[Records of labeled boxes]

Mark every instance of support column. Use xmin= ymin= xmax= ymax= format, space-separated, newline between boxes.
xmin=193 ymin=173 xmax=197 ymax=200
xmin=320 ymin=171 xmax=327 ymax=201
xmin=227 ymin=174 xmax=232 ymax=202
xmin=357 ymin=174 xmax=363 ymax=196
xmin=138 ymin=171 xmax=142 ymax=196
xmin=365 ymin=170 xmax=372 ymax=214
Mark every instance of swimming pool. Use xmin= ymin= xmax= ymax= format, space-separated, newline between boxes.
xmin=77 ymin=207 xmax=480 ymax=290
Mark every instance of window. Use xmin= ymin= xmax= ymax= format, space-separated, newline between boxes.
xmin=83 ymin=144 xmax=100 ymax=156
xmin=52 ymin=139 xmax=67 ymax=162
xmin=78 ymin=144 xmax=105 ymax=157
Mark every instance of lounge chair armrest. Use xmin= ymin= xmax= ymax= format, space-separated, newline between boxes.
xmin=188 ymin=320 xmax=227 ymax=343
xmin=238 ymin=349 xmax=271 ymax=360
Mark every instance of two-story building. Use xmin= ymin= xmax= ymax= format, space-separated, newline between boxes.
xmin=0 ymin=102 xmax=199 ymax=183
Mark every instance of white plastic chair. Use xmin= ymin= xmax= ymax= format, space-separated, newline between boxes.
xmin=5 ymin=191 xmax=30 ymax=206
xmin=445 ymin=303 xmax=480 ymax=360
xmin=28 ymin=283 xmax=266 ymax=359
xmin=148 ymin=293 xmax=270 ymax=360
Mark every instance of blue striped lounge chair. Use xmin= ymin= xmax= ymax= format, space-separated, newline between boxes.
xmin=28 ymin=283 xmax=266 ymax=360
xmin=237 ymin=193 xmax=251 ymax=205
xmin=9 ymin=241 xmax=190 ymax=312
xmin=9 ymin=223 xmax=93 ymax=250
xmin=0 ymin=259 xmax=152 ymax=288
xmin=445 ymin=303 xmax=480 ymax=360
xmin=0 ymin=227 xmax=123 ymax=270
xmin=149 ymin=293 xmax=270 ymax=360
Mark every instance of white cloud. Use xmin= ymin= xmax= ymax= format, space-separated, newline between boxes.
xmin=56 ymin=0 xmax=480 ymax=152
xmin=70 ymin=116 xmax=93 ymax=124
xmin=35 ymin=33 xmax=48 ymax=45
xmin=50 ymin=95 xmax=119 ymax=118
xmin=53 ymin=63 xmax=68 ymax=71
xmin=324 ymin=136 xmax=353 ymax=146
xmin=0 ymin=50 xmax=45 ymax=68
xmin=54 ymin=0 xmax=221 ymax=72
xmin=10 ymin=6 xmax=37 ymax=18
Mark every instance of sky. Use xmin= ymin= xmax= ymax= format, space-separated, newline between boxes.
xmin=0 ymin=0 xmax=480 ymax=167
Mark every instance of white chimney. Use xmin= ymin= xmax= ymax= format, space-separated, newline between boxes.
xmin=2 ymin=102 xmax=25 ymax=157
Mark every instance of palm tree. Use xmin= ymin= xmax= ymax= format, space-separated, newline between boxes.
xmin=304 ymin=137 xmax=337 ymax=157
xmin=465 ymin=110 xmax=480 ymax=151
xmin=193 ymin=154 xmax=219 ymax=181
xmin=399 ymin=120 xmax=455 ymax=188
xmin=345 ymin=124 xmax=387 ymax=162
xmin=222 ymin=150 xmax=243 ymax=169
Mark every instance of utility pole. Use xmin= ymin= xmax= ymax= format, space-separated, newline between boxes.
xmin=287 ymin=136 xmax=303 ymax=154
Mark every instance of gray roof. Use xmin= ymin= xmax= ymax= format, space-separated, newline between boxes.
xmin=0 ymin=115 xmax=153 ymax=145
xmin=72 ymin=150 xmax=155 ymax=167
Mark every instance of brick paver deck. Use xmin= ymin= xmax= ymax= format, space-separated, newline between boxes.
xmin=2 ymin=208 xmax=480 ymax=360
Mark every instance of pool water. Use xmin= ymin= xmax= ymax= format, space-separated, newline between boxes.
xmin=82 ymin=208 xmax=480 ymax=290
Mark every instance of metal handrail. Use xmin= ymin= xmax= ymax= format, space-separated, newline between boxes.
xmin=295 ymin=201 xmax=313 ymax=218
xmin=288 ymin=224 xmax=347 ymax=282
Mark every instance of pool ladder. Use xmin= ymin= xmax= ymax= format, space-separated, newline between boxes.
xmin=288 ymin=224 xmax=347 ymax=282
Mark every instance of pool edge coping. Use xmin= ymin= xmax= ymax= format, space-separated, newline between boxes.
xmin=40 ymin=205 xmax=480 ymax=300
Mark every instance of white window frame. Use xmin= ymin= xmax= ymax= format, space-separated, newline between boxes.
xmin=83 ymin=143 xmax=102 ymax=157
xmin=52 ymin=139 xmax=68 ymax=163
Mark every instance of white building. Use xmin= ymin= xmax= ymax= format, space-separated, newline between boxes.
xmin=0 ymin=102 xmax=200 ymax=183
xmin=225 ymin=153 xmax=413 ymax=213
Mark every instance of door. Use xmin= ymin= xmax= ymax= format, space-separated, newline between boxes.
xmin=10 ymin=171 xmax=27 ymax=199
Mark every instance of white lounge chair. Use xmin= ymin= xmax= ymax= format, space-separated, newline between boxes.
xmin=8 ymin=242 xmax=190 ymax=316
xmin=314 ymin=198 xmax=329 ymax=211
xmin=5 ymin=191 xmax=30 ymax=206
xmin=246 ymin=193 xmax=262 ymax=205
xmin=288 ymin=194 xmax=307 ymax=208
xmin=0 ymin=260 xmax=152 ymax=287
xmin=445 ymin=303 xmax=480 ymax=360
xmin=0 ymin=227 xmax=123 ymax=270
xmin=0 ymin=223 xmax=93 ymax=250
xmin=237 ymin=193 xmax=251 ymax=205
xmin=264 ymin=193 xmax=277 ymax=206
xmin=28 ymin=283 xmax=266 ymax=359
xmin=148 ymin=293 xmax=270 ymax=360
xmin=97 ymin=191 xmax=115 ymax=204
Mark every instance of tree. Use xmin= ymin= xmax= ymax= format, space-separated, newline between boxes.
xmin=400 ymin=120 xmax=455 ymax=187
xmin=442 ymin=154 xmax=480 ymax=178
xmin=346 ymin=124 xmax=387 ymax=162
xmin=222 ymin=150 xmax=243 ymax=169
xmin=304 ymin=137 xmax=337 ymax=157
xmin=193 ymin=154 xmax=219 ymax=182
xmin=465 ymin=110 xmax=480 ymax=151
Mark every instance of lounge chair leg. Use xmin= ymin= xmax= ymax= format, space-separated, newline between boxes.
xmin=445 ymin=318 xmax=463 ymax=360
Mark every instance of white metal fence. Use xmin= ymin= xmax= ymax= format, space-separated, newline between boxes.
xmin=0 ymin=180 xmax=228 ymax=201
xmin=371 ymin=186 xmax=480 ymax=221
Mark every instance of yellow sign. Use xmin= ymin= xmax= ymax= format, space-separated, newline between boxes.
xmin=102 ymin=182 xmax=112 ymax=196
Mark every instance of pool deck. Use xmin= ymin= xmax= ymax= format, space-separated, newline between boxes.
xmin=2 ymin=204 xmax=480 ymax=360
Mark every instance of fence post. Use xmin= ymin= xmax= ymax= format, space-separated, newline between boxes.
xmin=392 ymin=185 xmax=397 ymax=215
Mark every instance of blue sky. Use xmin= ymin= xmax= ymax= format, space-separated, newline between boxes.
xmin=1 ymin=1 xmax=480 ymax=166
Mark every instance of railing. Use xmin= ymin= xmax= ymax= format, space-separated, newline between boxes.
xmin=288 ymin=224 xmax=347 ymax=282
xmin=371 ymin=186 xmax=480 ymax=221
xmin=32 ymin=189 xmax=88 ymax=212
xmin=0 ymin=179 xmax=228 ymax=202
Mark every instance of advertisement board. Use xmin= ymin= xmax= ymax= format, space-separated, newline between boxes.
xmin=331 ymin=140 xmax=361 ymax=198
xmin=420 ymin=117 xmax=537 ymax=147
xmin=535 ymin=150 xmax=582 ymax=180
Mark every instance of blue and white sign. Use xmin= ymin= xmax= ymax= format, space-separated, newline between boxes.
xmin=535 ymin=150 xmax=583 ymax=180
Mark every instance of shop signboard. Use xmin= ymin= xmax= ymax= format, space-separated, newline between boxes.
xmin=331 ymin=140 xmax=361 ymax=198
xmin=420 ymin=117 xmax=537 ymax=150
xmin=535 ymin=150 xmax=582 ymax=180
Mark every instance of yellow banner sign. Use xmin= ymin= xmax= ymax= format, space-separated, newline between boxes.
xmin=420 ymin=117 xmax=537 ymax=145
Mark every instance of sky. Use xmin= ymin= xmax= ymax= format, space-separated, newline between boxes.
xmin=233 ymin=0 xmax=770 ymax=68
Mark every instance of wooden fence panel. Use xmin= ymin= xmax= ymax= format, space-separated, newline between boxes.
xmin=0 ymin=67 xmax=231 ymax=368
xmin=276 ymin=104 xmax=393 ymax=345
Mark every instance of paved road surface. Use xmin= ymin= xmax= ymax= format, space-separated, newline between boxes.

DIRECTIONS FOR THIS TASK: Please repeat the entries from the one that contains "Mark every instance of two-story" through the one that contains "xmin=149 ymin=293 xmax=270 ymax=360", swapping "plastic" for "resin" and leaving everything else unchanged.

TASK ANSWER:
Mark every instance of two-story building. Use xmin= ymin= xmax= ymax= format, space-separated, newline between boxes.
xmin=0 ymin=102 xmax=199 ymax=183
Mark every instance of white resin chair. Use xmin= ymin= xmax= ymax= format, space-separated, newline between boxes.
xmin=5 ymin=191 xmax=30 ymax=206
xmin=445 ymin=303 xmax=480 ymax=360
xmin=28 ymin=283 xmax=266 ymax=359
xmin=148 ymin=293 xmax=270 ymax=360
Mark every instance of blue striped lounge chair. Use xmin= ymin= xmax= ymax= format, space-separated, newline between boxes.
xmin=28 ymin=283 xmax=266 ymax=360
xmin=237 ymin=193 xmax=251 ymax=205
xmin=9 ymin=241 xmax=190 ymax=312
xmin=9 ymin=223 xmax=93 ymax=250
xmin=0 ymin=259 xmax=152 ymax=288
xmin=445 ymin=303 xmax=480 ymax=360
xmin=0 ymin=227 xmax=123 ymax=270
xmin=149 ymin=293 xmax=270 ymax=360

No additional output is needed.